**Task statement:**
Print each entry below precisely as it reads.

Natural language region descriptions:
◆ ◆ ◆ ◆

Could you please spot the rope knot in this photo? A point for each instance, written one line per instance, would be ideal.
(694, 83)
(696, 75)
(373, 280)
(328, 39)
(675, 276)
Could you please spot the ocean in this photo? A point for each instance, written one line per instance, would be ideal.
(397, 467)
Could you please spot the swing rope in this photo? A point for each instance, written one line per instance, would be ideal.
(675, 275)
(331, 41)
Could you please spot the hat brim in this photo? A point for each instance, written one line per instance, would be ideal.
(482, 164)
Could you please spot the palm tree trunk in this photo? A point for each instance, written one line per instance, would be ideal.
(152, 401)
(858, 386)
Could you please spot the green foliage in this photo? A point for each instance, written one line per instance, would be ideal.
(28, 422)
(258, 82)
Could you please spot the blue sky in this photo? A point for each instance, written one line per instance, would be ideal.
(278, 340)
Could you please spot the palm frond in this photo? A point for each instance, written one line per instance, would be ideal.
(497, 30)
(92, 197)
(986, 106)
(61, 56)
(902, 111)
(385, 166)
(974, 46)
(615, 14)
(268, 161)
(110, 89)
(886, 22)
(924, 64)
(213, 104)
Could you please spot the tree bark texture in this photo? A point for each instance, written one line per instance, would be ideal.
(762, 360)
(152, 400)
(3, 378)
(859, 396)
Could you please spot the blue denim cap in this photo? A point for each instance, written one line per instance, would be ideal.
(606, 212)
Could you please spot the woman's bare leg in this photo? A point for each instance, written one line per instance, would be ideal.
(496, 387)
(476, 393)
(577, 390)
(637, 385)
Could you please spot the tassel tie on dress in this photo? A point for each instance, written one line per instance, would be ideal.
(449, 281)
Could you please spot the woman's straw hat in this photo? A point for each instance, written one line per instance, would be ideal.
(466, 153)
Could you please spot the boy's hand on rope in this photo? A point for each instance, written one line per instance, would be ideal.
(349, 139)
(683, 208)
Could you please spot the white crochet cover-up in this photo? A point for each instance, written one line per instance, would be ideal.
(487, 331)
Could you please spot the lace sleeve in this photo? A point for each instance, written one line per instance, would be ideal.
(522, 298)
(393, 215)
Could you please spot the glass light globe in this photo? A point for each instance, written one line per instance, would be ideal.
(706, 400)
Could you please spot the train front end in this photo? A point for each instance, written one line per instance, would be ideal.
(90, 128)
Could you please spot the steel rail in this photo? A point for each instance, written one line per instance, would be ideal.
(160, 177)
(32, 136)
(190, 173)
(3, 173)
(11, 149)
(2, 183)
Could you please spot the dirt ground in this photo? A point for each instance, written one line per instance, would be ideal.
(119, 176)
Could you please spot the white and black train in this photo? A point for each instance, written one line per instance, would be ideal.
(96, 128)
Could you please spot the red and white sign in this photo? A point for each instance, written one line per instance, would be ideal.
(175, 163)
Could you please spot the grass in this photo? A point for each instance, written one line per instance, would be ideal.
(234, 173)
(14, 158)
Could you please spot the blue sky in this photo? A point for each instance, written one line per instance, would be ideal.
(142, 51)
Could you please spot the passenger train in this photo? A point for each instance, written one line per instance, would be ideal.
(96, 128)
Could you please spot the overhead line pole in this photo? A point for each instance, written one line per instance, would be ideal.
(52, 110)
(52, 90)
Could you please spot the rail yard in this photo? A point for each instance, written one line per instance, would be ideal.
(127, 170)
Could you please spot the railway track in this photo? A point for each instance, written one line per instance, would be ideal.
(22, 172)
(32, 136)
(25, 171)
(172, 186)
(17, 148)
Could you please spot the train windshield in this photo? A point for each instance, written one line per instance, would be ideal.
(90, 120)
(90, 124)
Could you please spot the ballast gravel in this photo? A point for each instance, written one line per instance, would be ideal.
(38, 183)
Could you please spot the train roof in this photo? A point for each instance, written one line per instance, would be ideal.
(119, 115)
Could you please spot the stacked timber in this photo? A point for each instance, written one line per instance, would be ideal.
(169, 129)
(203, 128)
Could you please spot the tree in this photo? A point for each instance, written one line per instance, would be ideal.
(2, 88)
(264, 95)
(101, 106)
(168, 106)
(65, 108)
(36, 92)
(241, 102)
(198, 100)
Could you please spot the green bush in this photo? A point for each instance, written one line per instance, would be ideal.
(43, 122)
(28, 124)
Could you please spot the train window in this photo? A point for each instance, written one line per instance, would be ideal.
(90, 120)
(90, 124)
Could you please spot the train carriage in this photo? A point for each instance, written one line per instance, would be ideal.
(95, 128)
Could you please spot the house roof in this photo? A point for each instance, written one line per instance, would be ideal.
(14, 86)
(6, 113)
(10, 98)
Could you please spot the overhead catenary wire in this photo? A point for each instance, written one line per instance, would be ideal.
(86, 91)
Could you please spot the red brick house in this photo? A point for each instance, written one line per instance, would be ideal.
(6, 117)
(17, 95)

◆ ◆ ◆ ◆

**Reply to the exercise:**
Could you please spot the rope knot in this photo? A point for each instance, written one line per instance, would be ideal.
(694, 83)
(696, 75)
(373, 280)
(328, 39)
(675, 276)
Could you please spot the ocean in this photo? A point for each instance, written one line per instance, would be ideal.
(397, 467)
Could you please spot the swing rope in this photo? A point for each instance, written one line per instance, would be ideal.
(675, 275)
(331, 41)
Could you please spot the hat brim in this photo? A point for each instance, written one line per instance, would be ideal.
(482, 164)
Could you please spot the palm tree trunk in this photo? A point for each instance, written one line per instance, would be ideal.
(152, 401)
(858, 386)
Could you please spot the green foliage in this photo? A point for each instance, written one line per instance, would be ideal.
(28, 422)
(258, 82)
Could you please spot the blue sky in this photo? A point for each instance, written one line per instance, would be ideal.
(278, 340)
Could you please spot the palm frond in this photo? A point for each instance, written one line per instance, would be ideal.
(497, 30)
(92, 197)
(986, 106)
(61, 56)
(902, 111)
(385, 166)
(974, 46)
(615, 14)
(268, 161)
(110, 89)
(886, 22)
(924, 64)
(213, 104)
Could you please spot the tree bark texture in this photo? A point for each instance, written one line per instance, would be ideal.
(762, 360)
(152, 400)
(3, 378)
(859, 396)
Could you please spot the blue denim cap in this photo? A point for each instance, written one line per instance, would be ideal.
(606, 212)
Could you please spot the woman's bare leg in this photo? A point for each instance, written one line per instance, would be ideal.
(496, 387)
(476, 393)
(577, 390)
(637, 385)
Could you please spot the tassel tie on dress in this photo? A point for each instance, written one line per instance, would be ideal.
(449, 281)
Could you please spot the woman's straw hat in this photo? A point for each instance, written one line per instance, would be ideal.
(466, 153)
Could you please spot the boy's hand on rope in this photo? A point for each instance, written one line per instance, would be ideal.
(349, 139)
(683, 208)
Could you please spot the white crochet cover-up in this photo? A point for each instance, written one line per instance, would be ideal.
(487, 331)
Could you please spot the lace sleeve in this photo? A point for each instance, written one line per instance, would be ideal.
(522, 298)
(393, 215)
Could you please spot the glass light globe in this photo? A point for each instance, written one line per instance, would be ideal.
(706, 400)
Could you please spot the train front end in this photo? A point for each instance, written one line per instance, would be ideal.
(90, 128)
Could you please spot the steel rail in this photo? A point for each instance, written one line per instance, would be ideal.
(160, 177)
(32, 136)
(190, 173)
(3, 173)
(11, 149)
(2, 183)
Could you please spot the dirt ground in this photo? A point for each instance, written one line per instance, would be ideal.
(119, 176)
Could you please spot the white and black train in this photo? A point for each instance, written one line per instance, would be ideal.
(96, 128)
Could you please spot the red and white sign in this photo? A point for each instance, written one line per instance, would be ideal.
(175, 163)
Could you please spot the grass in this photo? A point for each instance, written one line per instance, would be ideal.
(234, 173)
(14, 158)
Could you please spot the blue sky in this photo? A point for each instance, written one line per instance, would be ideal.
(142, 51)
Could you please spot the passenger train in this photo? A point for each instance, written one line per instance, would be ideal.
(96, 128)
Could you please spot the overhead line pole in this photo? A point for each instance, written one line per instance, would be ideal.
(52, 110)
(52, 90)
Could you please spot the rail yard in this photo? A point for each instance, written one line per instance, would be ideal.
(127, 170)
Could you please spot the railway track in this photo? A point for each instance, written one line per instance, would be ideal.
(22, 172)
(32, 136)
(25, 171)
(172, 186)
(17, 148)
Could you please spot the train windshield in this photo? A point for each instance, written one line per instance, would be ideal.
(90, 120)
(90, 124)
Could you please spot the ballast gravel in this photo? A point for each instance, written one line per instance, would be ideal.
(38, 183)
Could you please spot the train roof in this photo? A point for each instance, written one line per instance, would be ideal.
(119, 115)
Could you please spot the stacked timber in this photo? A point for each instance, written one line per instance, would be ideal.
(169, 129)
(203, 128)
Could you please spot the tree in this photo? A point for each instance, written one line per instance, would be ideal.
(2, 88)
(264, 95)
(101, 106)
(168, 106)
(65, 108)
(36, 92)
(241, 102)
(198, 100)
Could you please spot the green bush in this photo? A point for each instance, written one line per instance, would be ideal.
(43, 122)
(28, 124)
Could you please spot the train window in this photo? A point for each instance, written one line per instance, would be ideal.
(90, 120)
(90, 124)
Could you please spot the train carriage in this photo? A point for each instance, written one line per instance, would be ideal.
(95, 128)
Could you please spot the house roof in this photo? A point for each instance, written one line per instance, would be ideal.
(14, 86)
(6, 113)
(10, 98)
Could you please spot the overhead catenary wire in this photo? A point for each instance, written one line per instance, would be ideal.
(86, 91)
Could you please spot the red brick house in this photo? A point for each instance, written one line per instance, would be ideal.
(6, 117)
(17, 95)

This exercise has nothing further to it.